**Task to carry out**.
Pick out every line in the records below that contains the word "tree", and copy each one.

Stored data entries
• • •

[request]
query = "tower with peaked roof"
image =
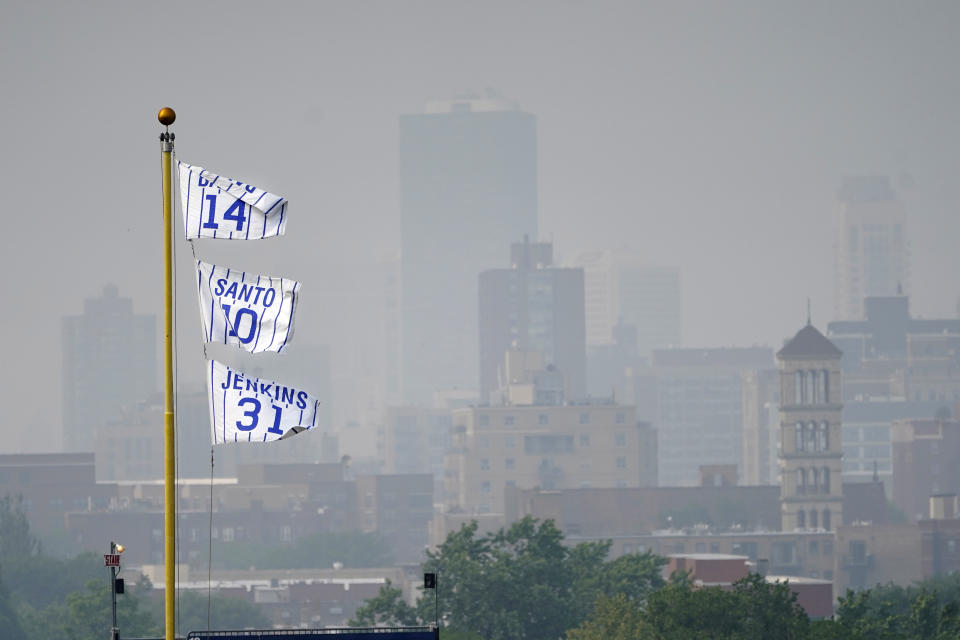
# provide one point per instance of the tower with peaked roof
(811, 452)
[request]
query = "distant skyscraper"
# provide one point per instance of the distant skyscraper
(109, 362)
(533, 306)
(700, 408)
(468, 188)
(811, 453)
(621, 288)
(871, 253)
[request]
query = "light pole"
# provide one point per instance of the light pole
(113, 561)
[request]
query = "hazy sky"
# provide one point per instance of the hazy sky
(708, 135)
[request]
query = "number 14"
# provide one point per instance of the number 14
(236, 213)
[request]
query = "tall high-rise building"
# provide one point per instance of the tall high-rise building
(811, 453)
(468, 188)
(109, 362)
(699, 408)
(621, 288)
(871, 252)
(533, 306)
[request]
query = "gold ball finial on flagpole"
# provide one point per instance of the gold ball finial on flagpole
(166, 116)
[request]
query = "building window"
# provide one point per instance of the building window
(810, 437)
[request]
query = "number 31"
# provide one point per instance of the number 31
(254, 414)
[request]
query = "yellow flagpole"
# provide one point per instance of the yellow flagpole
(166, 118)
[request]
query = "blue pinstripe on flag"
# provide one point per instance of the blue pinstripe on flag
(250, 311)
(215, 206)
(249, 409)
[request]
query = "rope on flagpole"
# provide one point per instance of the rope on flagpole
(210, 544)
(166, 116)
(176, 394)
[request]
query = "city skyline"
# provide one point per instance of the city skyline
(640, 111)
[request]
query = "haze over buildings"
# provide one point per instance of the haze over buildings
(468, 188)
(569, 310)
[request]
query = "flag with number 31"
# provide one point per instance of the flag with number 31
(215, 206)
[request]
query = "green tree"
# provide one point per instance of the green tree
(521, 582)
(753, 608)
(89, 616)
(616, 618)
(9, 620)
(15, 538)
(927, 610)
(46, 623)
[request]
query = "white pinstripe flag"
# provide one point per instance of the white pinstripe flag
(250, 311)
(249, 409)
(218, 207)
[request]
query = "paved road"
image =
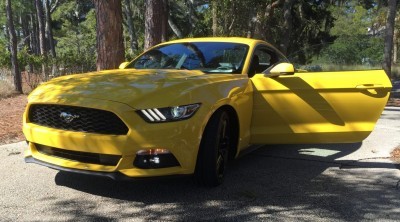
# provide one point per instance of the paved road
(350, 182)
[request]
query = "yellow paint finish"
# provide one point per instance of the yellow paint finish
(318, 107)
(301, 108)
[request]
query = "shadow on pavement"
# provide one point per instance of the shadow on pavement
(280, 181)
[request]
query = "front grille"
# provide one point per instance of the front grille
(83, 157)
(77, 119)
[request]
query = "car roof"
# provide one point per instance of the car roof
(247, 41)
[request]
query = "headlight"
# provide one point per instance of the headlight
(169, 114)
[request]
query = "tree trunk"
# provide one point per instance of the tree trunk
(27, 37)
(287, 25)
(261, 28)
(110, 40)
(42, 35)
(13, 48)
(214, 5)
(388, 51)
(34, 37)
(49, 29)
(395, 46)
(131, 28)
(156, 22)
(175, 28)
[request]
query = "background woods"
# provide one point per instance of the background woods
(46, 38)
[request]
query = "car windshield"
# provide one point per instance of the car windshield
(209, 57)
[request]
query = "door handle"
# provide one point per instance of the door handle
(370, 86)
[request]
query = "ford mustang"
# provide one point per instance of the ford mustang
(189, 106)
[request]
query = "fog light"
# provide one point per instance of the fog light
(155, 158)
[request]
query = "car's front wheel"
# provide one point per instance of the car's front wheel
(213, 155)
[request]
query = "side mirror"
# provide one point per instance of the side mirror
(123, 65)
(282, 69)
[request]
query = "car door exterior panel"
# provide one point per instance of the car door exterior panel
(324, 107)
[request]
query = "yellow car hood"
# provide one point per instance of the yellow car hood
(136, 88)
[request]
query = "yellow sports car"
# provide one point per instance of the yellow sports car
(190, 106)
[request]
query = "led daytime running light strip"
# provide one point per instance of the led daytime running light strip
(153, 115)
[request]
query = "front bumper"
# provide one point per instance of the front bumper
(180, 138)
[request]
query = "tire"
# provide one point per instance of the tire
(214, 149)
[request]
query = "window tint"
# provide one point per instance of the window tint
(209, 57)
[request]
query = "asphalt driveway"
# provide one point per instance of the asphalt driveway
(334, 182)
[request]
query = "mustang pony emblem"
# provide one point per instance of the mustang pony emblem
(68, 117)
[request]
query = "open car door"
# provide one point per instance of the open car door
(317, 107)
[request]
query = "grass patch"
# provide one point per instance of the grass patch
(6, 87)
(395, 155)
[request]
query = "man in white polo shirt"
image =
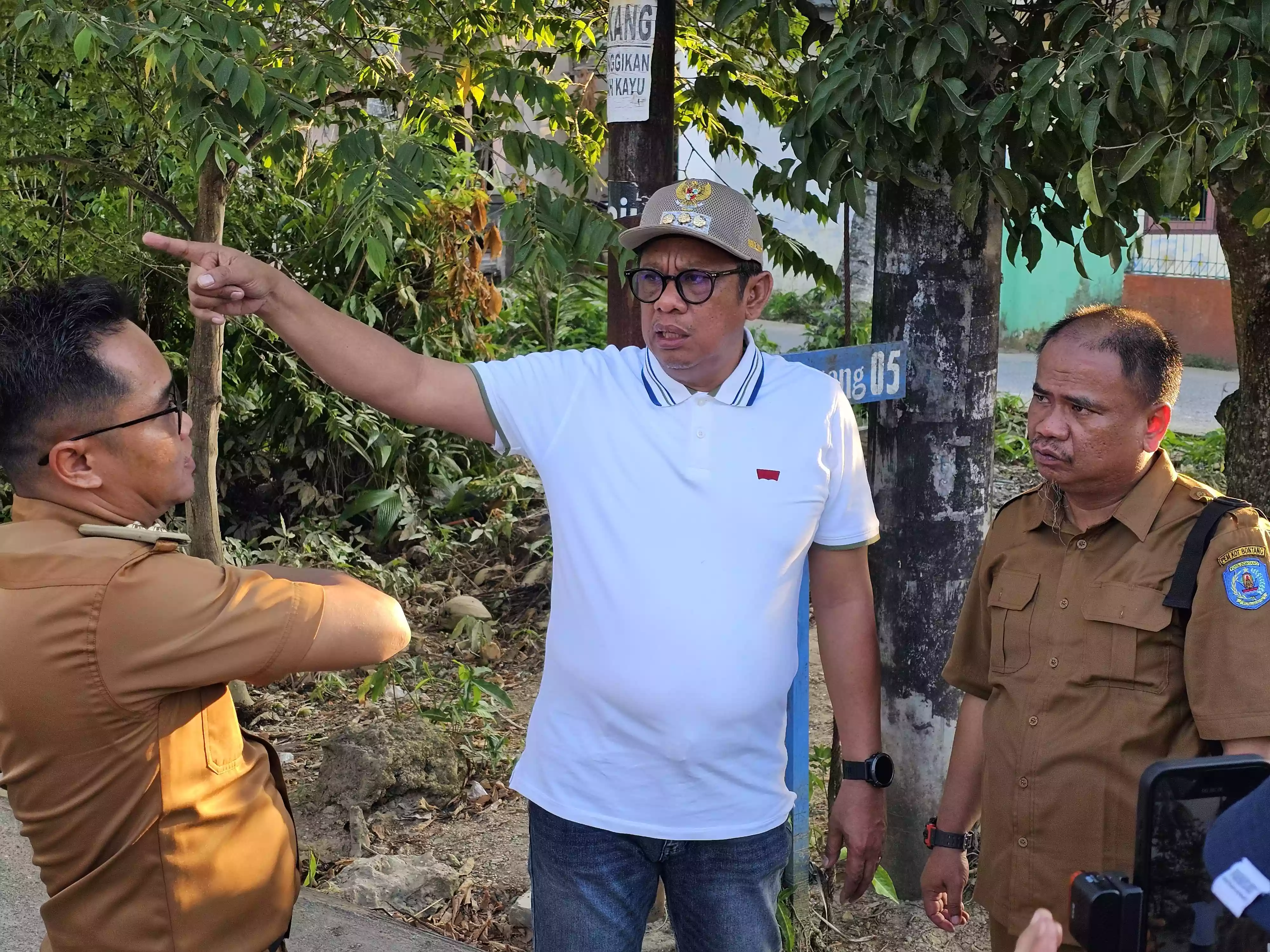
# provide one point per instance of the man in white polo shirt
(688, 483)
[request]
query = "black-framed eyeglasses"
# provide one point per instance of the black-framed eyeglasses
(176, 406)
(695, 286)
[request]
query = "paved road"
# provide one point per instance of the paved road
(322, 923)
(1202, 390)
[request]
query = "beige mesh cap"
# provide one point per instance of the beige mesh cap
(703, 210)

• • •

**Finished task**.
query = "green tree"
# provide one point per instance of the green tree
query = "tree trunk"
# provide one point per instance of the tree trunk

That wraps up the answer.